WHAT YOU ARE ASKED TO DO:
Reproduce word for word everything in the records from the line containing "trace: oven door handle" down to the line containing "[[256,0],[242,0],[241,26],[256,24]]", with both of those lines included.

:: PROVIDED RECORDS ::

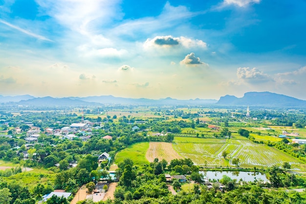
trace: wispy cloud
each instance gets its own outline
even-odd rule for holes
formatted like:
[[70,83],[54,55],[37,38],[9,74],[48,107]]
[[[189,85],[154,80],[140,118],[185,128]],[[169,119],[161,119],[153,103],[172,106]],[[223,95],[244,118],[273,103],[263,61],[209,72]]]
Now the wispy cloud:
[[21,32],[22,33],[24,33],[25,34],[27,34],[28,35],[29,35],[29,36],[32,36],[33,37],[34,37],[35,38],[37,38],[37,39],[38,39],[39,40],[46,41],[49,41],[49,42],[54,42],[54,41],[52,41],[52,40],[50,40],[50,39],[48,39],[48,38],[46,38],[45,37],[44,37],[44,36],[43,36],[42,35],[38,35],[38,34],[33,33],[32,33],[32,32],[30,32],[30,31],[29,31],[28,30],[25,30],[25,29],[24,29],[23,28],[21,28],[20,27],[18,27],[18,26],[16,26],[16,25],[13,25],[12,24],[8,22],[4,21],[3,21],[2,20],[0,19],[0,23],[2,23],[3,24],[5,24],[5,25],[7,25],[7,26],[12,28],[15,29],[16,29],[16,30],[18,30],[18,31],[20,31],[20,32]]
[[224,0],[224,5],[234,4],[239,7],[243,7],[251,3],[258,3],[261,0]]
[[206,48],[207,45],[206,43],[201,40],[193,40],[190,38],[181,36],[174,37],[168,35],[165,36],[156,36],[153,39],[147,39],[144,44],[145,47],[171,47],[181,45],[186,48],[198,47]]
[[203,65],[205,64],[205,63],[201,62],[199,57],[196,57],[195,56],[195,53],[193,52],[187,55],[185,58],[180,61],[180,64],[181,65],[193,65],[197,66],[198,65]]
[[249,83],[266,82],[273,79],[256,68],[239,68],[237,69],[238,79]]

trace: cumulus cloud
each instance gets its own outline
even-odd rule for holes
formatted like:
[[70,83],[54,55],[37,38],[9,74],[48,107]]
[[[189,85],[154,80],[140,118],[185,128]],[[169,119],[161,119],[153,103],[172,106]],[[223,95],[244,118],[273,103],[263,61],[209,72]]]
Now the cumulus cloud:
[[200,40],[193,40],[184,37],[174,37],[171,35],[156,36],[153,39],[148,38],[144,44],[145,47],[171,47],[180,45],[185,47],[207,47],[206,43]]
[[239,68],[237,69],[237,74],[239,79],[250,83],[266,82],[272,80],[268,75],[259,70],[256,68]]
[[[92,75],[91,78],[94,79],[95,78],[96,76],[95,75]],[[87,80],[90,79],[90,77],[86,75],[85,74],[80,74],[80,76],[79,76],[79,79],[81,79],[81,80]]]
[[51,69],[66,69],[69,68],[69,67],[66,65],[63,65],[62,63],[56,63],[50,66],[50,68]]
[[306,77],[306,66],[291,72],[279,73],[275,81],[284,85],[304,84]]
[[111,80],[111,79],[104,79],[102,80],[102,82],[104,83],[114,83],[118,82],[117,80]]
[[120,57],[128,53],[124,49],[117,49],[113,47],[96,49],[86,45],[79,46],[78,49],[85,53],[84,56],[86,57]]
[[149,86],[149,82],[146,82],[145,83],[143,84],[132,84],[133,85],[135,86],[136,87],[140,87],[140,88],[145,88],[145,87],[147,87]]
[[279,76],[284,75],[288,76],[292,75],[301,75],[306,73],[306,66],[298,69],[298,70],[294,70],[292,72],[284,72],[284,73],[279,73],[277,74]]
[[187,55],[185,57],[185,59],[180,61],[179,63],[181,65],[197,65],[205,64],[204,63],[201,62],[199,57],[196,57],[195,53],[193,52]]
[[258,3],[261,0],[224,0],[224,5],[234,4],[239,7],[244,7],[252,3]]
[[123,65],[120,68],[119,68],[119,70],[122,71],[128,71],[128,70],[132,70],[134,69],[133,68],[131,68],[129,65]]
[[16,80],[11,76],[8,78],[5,78],[3,75],[0,76],[0,83],[3,84],[15,84]]

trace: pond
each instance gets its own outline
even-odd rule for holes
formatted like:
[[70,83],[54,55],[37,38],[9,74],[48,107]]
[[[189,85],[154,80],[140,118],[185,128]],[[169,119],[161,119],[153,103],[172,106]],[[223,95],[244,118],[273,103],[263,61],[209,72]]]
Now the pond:
[[223,175],[226,175],[232,179],[237,179],[237,181],[241,179],[245,181],[254,181],[255,180],[260,179],[264,181],[268,181],[264,174],[262,174],[260,172],[251,172],[247,171],[199,171],[200,174],[204,175],[204,179],[208,180],[216,180],[222,179]]

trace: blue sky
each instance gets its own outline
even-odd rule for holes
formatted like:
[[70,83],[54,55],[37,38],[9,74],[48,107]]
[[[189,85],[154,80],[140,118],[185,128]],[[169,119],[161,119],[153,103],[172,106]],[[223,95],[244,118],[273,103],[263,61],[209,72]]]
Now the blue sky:
[[0,0],[0,94],[306,100],[305,11],[303,0]]

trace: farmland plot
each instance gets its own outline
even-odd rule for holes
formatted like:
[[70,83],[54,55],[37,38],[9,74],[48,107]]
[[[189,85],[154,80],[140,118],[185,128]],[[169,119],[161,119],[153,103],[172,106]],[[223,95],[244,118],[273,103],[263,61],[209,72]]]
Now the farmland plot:
[[175,159],[182,159],[172,147],[172,144],[169,142],[151,142],[146,154],[146,158],[150,162],[155,158],[159,160],[164,159],[168,163]]
[[[242,166],[271,166],[284,161],[291,164],[300,163],[297,159],[273,147],[253,143],[244,137],[237,137],[225,140],[175,137],[176,142],[173,145],[182,157],[190,158],[198,165],[205,163],[210,166],[227,165],[228,160],[222,157],[223,151],[228,153],[229,164],[233,166],[233,158],[239,158]],[[193,141],[193,139],[196,139]]]

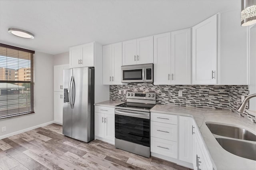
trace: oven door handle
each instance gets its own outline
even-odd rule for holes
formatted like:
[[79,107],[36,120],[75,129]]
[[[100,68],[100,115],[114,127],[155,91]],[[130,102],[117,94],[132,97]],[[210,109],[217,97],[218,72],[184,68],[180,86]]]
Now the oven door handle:
[[116,110],[115,111],[115,115],[146,119],[150,119],[149,114],[134,113],[132,113],[123,112]]

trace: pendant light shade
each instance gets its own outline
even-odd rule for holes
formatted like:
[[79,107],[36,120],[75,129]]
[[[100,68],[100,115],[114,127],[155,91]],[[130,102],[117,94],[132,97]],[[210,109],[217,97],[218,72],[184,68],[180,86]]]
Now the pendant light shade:
[[256,0],[242,0],[241,26],[256,24]]

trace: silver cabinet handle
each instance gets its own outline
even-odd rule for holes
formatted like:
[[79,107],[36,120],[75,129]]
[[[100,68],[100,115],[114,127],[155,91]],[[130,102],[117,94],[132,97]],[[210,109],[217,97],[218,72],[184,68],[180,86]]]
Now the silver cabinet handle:
[[108,111],[108,110],[100,109],[102,111]]
[[167,132],[167,131],[163,131],[160,130],[157,130],[156,131],[159,131],[159,132],[164,132],[165,133],[170,133],[170,132]]
[[161,148],[163,148],[164,149],[168,149],[168,150],[169,149],[169,148],[165,148],[164,147],[162,147],[162,146],[158,146],[157,147],[158,147]]
[[194,132],[194,128],[195,128],[195,127],[194,127],[194,126],[192,125],[192,134],[193,134],[194,133],[195,133],[195,132]]
[[166,119],[166,120],[169,120],[169,119],[168,118],[163,118],[162,117],[157,117],[157,119]]
[[[213,71],[213,70],[212,70],[212,79],[215,79],[215,77],[216,77],[216,76],[216,76],[216,75],[215,75],[215,72],[216,72],[216,71]],[[214,76],[213,76],[213,73],[214,73]]]

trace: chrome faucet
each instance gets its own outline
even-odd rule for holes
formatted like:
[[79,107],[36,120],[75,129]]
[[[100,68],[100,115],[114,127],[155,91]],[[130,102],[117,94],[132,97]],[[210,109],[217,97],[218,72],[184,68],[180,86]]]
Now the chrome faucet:
[[238,107],[238,109],[237,109],[237,111],[238,112],[244,113],[245,107],[246,106],[246,103],[249,100],[254,97],[256,97],[256,93],[247,96],[245,99],[244,99],[244,101],[243,101],[240,106],[239,106],[239,107]]

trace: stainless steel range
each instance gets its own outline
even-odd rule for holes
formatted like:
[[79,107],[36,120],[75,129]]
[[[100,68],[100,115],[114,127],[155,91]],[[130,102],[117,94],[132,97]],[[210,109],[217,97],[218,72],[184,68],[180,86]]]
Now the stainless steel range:
[[150,109],[156,105],[156,93],[128,92],[126,98],[115,107],[115,147],[149,158]]

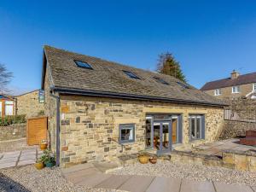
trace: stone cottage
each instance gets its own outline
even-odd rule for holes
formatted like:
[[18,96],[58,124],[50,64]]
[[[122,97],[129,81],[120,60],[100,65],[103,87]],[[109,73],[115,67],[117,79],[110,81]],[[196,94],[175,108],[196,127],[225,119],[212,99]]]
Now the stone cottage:
[[212,142],[224,121],[221,101],[173,77],[49,46],[42,89],[62,166]]

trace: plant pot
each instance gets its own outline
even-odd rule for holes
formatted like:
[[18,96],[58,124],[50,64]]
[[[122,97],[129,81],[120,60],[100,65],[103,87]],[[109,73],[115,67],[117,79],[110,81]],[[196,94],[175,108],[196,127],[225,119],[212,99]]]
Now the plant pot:
[[141,164],[147,164],[148,163],[148,156],[147,155],[141,155],[138,157],[138,160],[140,161]]
[[38,170],[41,170],[44,167],[44,164],[43,162],[35,163],[35,167]]
[[55,165],[55,162],[45,162],[46,167],[53,167]]
[[150,161],[150,163],[152,163],[152,164],[156,164],[156,162],[157,162],[157,158],[156,158],[156,157],[151,157],[151,158],[149,158],[149,161]]
[[47,145],[48,145],[47,143],[40,143],[40,149],[41,150],[46,149],[47,148]]

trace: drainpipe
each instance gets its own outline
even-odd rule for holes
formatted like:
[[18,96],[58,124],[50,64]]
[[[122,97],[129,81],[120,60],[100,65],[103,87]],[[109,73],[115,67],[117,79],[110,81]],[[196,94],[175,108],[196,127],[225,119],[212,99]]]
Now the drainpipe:
[[60,166],[60,96],[50,92],[50,96],[56,100],[56,166]]

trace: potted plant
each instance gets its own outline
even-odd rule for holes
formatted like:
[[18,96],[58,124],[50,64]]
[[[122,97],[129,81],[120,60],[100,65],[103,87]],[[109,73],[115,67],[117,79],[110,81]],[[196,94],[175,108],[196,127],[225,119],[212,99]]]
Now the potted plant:
[[150,161],[150,163],[152,163],[152,164],[156,164],[156,162],[157,162],[157,157],[156,157],[156,156],[151,156],[151,157],[149,158],[149,161]]
[[55,165],[55,155],[50,153],[49,149],[45,149],[44,151],[41,160],[44,163],[46,167],[52,167]]
[[39,160],[37,160],[36,163],[35,163],[35,167],[38,169],[38,170],[41,170],[44,167],[44,163],[42,161],[41,159]]
[[146,154],[141,154],[138,156],[138,160],[140,161],[141,164],[147,164],[147,163],[148,163],[148,159],[149,159],[149,157]]
[[47,146],[48,146],[48,142],[47,140],[42,140],[41,143],[40,143],[40,149],[41,150],[44,150],[47,148]]

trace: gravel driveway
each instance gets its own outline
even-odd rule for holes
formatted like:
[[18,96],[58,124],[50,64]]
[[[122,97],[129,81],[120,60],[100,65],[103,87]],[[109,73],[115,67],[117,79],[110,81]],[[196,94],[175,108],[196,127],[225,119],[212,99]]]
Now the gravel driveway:
[[148,175],[187,178],[196,181],[218,181],[225,183],[256,186],[256,172],[236,171],[223,167],[171,163],[159,160],[156,164],[127,165],[111,172],[119,175]]
[[33,166],[0,170],[0,191],[67,192],[116,191],[75,186],[62,177],[59,168],[38,171]]

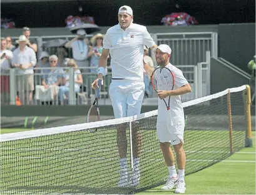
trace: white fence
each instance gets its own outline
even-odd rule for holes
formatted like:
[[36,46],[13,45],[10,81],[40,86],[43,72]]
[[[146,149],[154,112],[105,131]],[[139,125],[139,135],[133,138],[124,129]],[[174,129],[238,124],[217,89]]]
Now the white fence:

:::

OUTPUT OF THE TASK:
trace: oven door handle
each instance gets its own outline
even-odd rule for holes
formatted like:
[[79,107],[36,120],[75,129]]
[[[100,68],[100,115],[114,127],[155,91]],[[130,102],[117,94],[132,97]],[[210,109],[217,97],[218,72],[184,68],[180,86]]]
Now the oven door handle:
[[116,110],[115,111],[115,115],[146,119],[150,119],[149,114],[134,113],[132,113],[123,112]]

trace: pendant light shade
each instance gets its own outline
even-odd rule for holes
formatted like:
[[79,107],[36,120],[75,129]]
[[[100,68],[100,115],[114,127],[155,91]],[[130,102],[117,94],[132,97]],[[210,109],[217,97],[218,72],[184,68],[180,86]]]
Now the pendant light shade:
[[256,0],[242,0],[241,26],[256,24]]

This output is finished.